— Start —

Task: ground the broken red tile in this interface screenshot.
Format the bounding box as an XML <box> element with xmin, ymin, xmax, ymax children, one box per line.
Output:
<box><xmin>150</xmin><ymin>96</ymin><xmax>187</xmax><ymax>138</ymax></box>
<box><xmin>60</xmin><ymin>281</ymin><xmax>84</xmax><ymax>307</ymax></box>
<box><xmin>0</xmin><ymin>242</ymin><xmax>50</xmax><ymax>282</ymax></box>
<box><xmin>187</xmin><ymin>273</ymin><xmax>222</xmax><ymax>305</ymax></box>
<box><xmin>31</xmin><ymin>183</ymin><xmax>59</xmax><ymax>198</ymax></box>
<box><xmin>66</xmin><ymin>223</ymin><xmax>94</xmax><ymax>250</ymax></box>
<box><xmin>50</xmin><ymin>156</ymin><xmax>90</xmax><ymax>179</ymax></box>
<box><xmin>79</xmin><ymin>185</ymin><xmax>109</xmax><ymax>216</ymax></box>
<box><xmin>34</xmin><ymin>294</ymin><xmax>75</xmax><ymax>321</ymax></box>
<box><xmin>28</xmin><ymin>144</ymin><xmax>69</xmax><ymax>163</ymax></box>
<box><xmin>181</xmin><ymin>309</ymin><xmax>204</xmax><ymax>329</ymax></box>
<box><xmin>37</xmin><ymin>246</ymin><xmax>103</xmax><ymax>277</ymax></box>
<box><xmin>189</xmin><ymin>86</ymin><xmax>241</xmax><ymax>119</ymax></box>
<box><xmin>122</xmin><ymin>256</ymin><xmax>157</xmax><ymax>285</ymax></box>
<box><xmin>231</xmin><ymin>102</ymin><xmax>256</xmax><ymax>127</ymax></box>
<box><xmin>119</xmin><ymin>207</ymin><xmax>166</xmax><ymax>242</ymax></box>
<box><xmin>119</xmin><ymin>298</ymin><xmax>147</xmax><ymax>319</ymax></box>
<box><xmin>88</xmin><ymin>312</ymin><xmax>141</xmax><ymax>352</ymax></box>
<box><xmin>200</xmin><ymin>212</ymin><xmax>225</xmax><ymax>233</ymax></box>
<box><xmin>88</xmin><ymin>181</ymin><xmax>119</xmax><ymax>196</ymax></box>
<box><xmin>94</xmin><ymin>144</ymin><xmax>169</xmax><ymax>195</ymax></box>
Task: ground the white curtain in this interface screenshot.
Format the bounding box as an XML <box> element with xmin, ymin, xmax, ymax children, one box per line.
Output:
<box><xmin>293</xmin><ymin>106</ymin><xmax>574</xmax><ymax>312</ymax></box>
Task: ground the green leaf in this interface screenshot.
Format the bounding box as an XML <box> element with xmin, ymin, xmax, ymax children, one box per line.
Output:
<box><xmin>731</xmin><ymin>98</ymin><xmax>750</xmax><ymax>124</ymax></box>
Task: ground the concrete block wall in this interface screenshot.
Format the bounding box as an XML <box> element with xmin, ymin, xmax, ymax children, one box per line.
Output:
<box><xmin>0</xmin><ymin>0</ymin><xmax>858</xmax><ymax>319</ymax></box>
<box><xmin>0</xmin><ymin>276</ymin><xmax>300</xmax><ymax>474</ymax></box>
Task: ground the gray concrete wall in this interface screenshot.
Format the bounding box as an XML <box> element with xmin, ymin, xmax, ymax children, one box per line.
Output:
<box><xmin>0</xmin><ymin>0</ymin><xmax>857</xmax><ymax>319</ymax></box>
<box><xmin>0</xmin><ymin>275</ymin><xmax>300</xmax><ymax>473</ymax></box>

— End —

_WORK TO COMPLETE_:
Pull every line from the entries above that contains the word "concrete". The match is case-sensitive.

_RIGHT ANSWER_:
Task: ground the concrete block wall in this interface screenshot.
Task: ground the gray concrete wall in this interface screenshot.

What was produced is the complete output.